[Provided data — start]
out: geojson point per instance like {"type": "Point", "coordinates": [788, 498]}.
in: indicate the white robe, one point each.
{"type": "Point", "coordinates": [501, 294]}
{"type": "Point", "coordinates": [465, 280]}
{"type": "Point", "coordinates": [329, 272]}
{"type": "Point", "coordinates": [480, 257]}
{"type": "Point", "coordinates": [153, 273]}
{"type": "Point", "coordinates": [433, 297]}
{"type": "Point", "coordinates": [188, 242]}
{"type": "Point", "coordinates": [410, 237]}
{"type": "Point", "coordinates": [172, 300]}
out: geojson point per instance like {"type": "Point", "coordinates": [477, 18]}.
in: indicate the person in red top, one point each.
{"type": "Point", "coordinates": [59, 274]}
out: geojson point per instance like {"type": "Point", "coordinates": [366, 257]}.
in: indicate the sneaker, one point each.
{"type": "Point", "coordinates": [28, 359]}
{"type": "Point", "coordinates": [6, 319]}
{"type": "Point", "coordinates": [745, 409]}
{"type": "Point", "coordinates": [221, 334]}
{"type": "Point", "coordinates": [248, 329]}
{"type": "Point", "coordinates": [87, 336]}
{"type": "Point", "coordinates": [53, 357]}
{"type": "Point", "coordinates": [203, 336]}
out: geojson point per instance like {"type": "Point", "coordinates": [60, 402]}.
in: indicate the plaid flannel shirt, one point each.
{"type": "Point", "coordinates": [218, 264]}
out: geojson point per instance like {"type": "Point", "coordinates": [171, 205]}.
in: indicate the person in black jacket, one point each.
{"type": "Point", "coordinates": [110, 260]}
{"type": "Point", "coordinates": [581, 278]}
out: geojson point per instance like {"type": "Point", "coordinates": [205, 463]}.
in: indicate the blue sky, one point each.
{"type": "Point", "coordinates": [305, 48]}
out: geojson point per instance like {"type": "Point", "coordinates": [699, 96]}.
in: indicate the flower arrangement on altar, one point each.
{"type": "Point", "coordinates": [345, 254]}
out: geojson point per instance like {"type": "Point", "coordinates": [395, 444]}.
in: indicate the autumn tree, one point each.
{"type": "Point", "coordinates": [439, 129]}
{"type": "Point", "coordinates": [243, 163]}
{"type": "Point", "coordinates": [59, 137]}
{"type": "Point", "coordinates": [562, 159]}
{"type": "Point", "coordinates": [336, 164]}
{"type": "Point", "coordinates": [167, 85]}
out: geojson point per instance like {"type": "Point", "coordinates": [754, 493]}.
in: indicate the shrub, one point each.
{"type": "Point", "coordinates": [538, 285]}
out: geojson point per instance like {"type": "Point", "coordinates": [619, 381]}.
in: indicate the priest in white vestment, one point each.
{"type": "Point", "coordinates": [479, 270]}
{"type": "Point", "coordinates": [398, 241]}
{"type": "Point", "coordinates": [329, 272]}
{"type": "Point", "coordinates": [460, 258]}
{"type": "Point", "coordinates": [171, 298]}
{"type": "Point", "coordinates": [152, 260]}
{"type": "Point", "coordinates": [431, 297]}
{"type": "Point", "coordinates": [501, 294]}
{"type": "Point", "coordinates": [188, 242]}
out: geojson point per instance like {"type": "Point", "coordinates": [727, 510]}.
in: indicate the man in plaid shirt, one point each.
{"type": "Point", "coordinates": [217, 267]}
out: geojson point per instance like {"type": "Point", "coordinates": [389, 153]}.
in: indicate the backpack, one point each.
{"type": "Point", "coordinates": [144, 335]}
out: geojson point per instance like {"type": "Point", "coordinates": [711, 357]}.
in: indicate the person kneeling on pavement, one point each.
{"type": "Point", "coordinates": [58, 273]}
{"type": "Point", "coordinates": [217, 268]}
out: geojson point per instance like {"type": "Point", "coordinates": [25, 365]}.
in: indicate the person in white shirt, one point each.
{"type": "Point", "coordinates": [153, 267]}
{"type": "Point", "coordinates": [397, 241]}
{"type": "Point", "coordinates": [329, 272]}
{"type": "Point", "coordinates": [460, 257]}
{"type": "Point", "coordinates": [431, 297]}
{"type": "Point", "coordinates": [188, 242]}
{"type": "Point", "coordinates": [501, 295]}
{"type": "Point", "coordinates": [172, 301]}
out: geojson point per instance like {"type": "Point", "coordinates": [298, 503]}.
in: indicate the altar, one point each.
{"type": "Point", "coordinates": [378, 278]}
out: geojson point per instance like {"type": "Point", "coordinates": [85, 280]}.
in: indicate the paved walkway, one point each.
[Provided data — finish]
Give the listing again in its entirety, exactly as written.

■ Response ■
out: geojson point per instance like {"type": "Point", "coordinates": [788, 498]}.
in: indicate the white robe, one point each.
{"type": "Point", "coordinates": [501, 294]}
{"type": "Point", "coordinates": [465, 280]}
{"type": "Point", "coordinates": [329, 272]}
{"type": "Point", "coordinates": [480, 257]}
{"type": "Point", "coordinates": [153, 273]}
{"type": "Point", "coordinates": [433, 297]}
{"type": "Point", "coordinates": [188, 242]}
{"type": "Point", "coordinates": [410, 237]}
{"type": "Point", "coordinates": [172, 300]}
out: geojson point per instance like {"type": "Point", "coordinates": [477, 18]}.
in: indicate the person in red top, one point each.
{"type": "Point", "coordinates": [59, 274]}
out: geojson point per instance like {"type": "Point", "coordinates": [366, 257]}.
in: indicate the sneaker, one point each.
{"type": "Point", "coordinates": [28, 359]}
{"type": "Point", "coordinates": [6, 319]}
{"type": "Point", "coordinates": [745, 409]}
{"type": "Point", "coordinates": [221, 334]}
{"type": "Point", "coordinates": [248, 329]}
{"type": "Point", "coordinates": [87, 336]}
{"type": "Point", "coordinates": [53, 357]}
{"type": "Point", "coordinates": [203, 336]}
out: geojson point per instance like {"type": "Point", "coordinates": [60, 402]}.
in: indicate the plaid flannel shirt, one point each.
{"type": "Point", "coordinates": [218, 264]}
out: geojson point per instance like {"type": "Point", "coordinates": [171, 205]}.
in: indicate the person in black jacket, one point each.
{"type": "Point", "coordinates": [110, 260]}
{"type": "Point", "coordinates": [581, 278]}
out: geojson point per instance like {"type": "Point", "coordinates": [205, 463]}.
in: indicate the blue sky, one point each.
{"type": "Point", "coordinates": [305, 48]}
out: geojson point per instance like {"type": "Point", "coordinates": [699, 96]}.
in: indicate the flower arrangement on altar, one point each.
{"type": "Point", "coordinates": [345, 254]}
out: geojson point per instance like {"type": "Point", "coordinates": [395, 444]}.
in: indicate the autumn tree, one point each.
{"type": "Point", "coordinates": [439, 129]}
{"type": "Point", "coordinates": [243, 163]}
{"type": "Point", "coordinates": [59, 137]}
{"type": "Point", "coordinates": [562, 159]}
{"type": "Point", "coordinates": [336, 164]}
{"type": "Point", "coordinates": [167, 85]}
out: geojson point per instance like {"type": "Point", "coordinates": [754, 493]}.
in: indicate the shrub, one point each.
{"type": "Point", "coordinates": [538, 285]}
out: geojson point per instance like {"type": "Point", "coordinates": [619, 381]}.
in: indicate the priest in white vestment, one point each.
{"type": "Point", "coordinates": [479, 270]}
{"type": "Point", "coordinates": [398, 241]}
{"type": "Point", "coordinates": [329, 272]}
{"type": "Point", "coordinates": [460, 258]}
{"type": "Point", "coordinates": [171, 298]}
{"type": "Point", "coordinates": [152, 260]}
{"type": "Point", "coordinates": [431, 297]}
{"type": "Point", "coordinates": [501, 294]}
{"type": "Point", "coordinates": [188, 242]}
out: geojson point per instance like {"type": "Point", "coordinates": [727, 510]}.
in: indicate the man in plaid shirt, one point each.
{"type": "Point", "coordinates": [217, 267]}
out: geojson point per instance like {"type": "Point", "coordinates": [389, 153]}.
in: indicate the backpack, one point each.
{"type": "Point", "coordinates": [144, 335]}
out: geojson point per instance like {"type": "Point", "coordinates": [711, 357]}.
in: indicate the person kneeling on pavement, one point each.
{"type": "Point", "coordinates": [58, 273]}
{"type": "Point", "coordinates": [217, 268]}
out: geojson point per instance like {"type": "Point", "coordinates": [25, 365]}.
in: indicate the person in white shirt, one point each.
{"type": "Point", "coordinates": [153, 267]}
{"type": "Point", "coordinates": [397, 241]}
{"type": "Point", "coordinates": [329, 272]}
{"type": "Point", "coordinates": [460, 257]}
{"type": "Point", "coordinates": [431, 297]}
{"type": "Point", "coordinates": [188, 242]}
{"type": "Point", "coordinates": [501, 295]}
{"type": "Point", "coordinates": [172, 301]}
out: geojson point per instance like {"type": "Point", "coordinates": [298, 503]}.
in: indicate the altar, one point each.
{"type": "Point", "coordinates": [378, 278]}
out: geojson point per instance like {"type": "Point", "coordinates": [85, 280]}.
in: indicate the paved walkway, one point each.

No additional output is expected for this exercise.